_Problem:_
Reproduce everything from the line containing "# test: identify the chair" down to the end of the records, requests included, and give only those lines. Multiply every coordinate in the answers by 2.25, rounding to whole numbers with halves rounded up.

* Begin Extracted data *

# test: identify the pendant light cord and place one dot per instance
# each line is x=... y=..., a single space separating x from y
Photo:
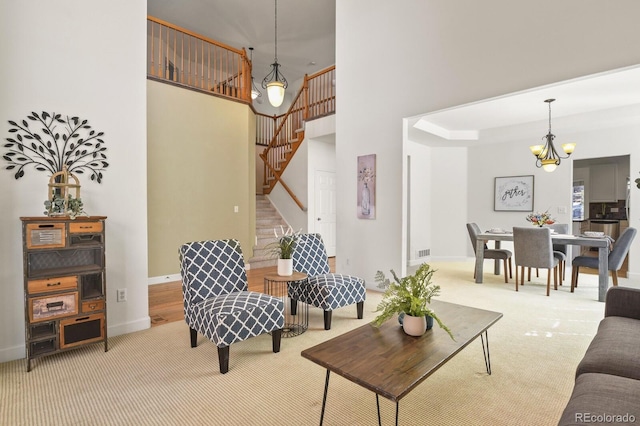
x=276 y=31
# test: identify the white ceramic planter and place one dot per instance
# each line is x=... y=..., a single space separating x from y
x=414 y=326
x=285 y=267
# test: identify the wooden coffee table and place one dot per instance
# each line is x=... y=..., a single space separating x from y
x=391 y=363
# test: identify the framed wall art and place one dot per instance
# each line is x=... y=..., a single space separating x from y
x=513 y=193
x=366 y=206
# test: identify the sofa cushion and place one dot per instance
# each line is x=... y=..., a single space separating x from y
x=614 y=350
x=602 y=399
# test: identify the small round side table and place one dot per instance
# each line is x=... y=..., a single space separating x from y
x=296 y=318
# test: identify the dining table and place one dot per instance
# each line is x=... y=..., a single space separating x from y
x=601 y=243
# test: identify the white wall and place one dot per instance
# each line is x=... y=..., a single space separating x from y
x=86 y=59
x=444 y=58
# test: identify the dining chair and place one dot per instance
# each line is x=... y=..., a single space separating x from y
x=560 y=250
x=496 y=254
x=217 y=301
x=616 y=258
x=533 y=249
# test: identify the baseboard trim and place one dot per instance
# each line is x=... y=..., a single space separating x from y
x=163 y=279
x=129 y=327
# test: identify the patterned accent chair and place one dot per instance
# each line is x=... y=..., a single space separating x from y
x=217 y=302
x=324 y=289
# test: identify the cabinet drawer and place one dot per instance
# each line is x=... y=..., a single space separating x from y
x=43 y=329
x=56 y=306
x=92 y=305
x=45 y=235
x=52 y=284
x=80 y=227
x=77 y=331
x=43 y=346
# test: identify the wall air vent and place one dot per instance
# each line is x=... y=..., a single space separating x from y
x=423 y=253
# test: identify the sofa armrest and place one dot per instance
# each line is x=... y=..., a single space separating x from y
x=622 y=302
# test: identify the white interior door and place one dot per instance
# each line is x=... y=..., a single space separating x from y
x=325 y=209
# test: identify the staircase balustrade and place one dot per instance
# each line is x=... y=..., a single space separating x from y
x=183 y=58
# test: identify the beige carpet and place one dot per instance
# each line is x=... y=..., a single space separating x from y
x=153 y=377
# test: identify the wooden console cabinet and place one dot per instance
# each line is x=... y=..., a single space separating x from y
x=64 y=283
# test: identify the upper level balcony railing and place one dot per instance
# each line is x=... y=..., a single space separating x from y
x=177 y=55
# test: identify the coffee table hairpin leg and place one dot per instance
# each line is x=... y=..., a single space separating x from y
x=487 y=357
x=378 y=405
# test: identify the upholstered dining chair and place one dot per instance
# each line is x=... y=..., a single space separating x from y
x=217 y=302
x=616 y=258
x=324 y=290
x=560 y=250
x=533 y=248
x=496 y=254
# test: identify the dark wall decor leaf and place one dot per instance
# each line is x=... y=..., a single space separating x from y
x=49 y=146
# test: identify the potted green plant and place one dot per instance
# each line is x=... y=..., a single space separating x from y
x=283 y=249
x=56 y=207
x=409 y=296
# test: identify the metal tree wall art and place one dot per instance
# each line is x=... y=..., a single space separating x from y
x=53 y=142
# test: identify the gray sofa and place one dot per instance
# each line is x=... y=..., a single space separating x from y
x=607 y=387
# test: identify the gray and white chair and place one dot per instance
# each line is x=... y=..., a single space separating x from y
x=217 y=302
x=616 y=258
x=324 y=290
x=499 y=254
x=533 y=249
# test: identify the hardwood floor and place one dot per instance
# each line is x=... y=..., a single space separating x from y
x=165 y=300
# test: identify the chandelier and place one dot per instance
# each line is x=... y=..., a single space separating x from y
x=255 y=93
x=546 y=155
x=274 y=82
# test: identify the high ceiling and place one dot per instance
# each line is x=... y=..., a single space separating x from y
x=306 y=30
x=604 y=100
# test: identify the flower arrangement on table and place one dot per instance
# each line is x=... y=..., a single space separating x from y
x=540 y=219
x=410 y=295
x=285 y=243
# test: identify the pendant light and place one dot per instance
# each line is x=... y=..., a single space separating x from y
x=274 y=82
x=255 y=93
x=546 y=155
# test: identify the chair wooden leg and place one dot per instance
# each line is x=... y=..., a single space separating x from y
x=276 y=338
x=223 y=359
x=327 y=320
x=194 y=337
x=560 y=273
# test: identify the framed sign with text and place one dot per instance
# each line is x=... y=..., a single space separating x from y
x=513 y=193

* End Extracted data *

_Task output:_
# test: identify the chair wooden leg and place one dot per instance
# each line is x=... y=..., a single space separating x from y
x=621 y=761
x=502 y=808
x=736 y=720
x=437 y=758
x=1260 y=614
# test: identify the framed sign with text and place one dot per instance
# each line is x=... y=..., a single space separating x from y
x=1154 y=434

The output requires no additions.